SELECTION:
.....
- Cover art
- Developer: Level 9
- Publisher: Rainbird Software
- Engine: KAOS
- Platforms: Amiga, Amstrad CPC, Atari 8-bit, Atari ST, BBC Micro, Commodore 64, MS-DOS, ZX Spectrum, Mac, MSX
- Release: 1987
- Genre: Interactive fiction
- Mode: Single-player

= Knight Orc =

1987 video game

Knight Orc is a text adventure game released in 1987 by Level 9, with limited graphics on some platforms. It comes with a short novella by Peter McBride ("The Sign of the Orc") explaining the background to the story.

==Plot==

NPCs go about their lives while the player tries to solve the main quest (Atari ST screenshot)

After a night of heavy drinking with friends, Grindleguts the orc awakes to find himself strapped to a horse and about to joust with a human knight. His "friends" are nowhere to be seen, and he must somehow escape from his predicament and get even with them. Grindleguts must survive in a world of hostile humans while seeking revenge against his tormentors.
.....
TASK BRIEF: Carry on the Knight Orc article after its last sentence.

Entries drawn from a collection:
.....
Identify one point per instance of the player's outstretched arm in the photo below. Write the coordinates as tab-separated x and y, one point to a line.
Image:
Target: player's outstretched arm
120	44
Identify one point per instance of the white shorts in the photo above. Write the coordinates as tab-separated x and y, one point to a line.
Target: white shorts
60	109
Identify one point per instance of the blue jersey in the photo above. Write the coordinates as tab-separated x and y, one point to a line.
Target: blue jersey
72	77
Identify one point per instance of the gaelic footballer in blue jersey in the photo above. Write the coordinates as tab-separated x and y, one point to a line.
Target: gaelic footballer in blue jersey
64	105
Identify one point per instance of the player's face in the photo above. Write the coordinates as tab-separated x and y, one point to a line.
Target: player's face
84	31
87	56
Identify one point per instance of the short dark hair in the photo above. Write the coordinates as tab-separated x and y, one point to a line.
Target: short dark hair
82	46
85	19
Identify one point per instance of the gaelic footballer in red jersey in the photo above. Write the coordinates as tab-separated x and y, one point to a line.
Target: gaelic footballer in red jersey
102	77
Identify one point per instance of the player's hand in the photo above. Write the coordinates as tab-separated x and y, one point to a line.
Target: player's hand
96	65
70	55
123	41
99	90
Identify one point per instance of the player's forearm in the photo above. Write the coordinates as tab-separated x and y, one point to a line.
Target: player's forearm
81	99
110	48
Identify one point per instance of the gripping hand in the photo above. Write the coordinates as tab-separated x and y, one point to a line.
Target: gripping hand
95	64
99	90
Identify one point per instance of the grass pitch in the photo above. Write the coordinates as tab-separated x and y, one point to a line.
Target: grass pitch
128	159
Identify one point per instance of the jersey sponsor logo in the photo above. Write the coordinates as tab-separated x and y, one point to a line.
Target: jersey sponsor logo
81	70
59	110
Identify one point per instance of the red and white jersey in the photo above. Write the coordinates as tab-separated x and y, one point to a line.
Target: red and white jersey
.....
TASK OUTPUT:
After the first chapter, the game switches to a science fiction setting, where Grindleguts is revealed to be a malfunctioning non-player character in a futuristic massively multiplayer online role-playing game. Using his power of transitioning between fantasy and reality, he convinces several other bots to join him, and escapes from the simulated reality facility.

== Gameplay ==
The game is a text adventure with limited graphics on some systems. Gameplay is similar to the later Level 9 adventure Gnome Ranger, which uses the same game engine (KAOS). The game flows in real time; each person and creature goes on about their daily lives and follows their schedule. The player must explore the settings while collecting useful items and interacting with various non-player characters to solve puzzles and problems.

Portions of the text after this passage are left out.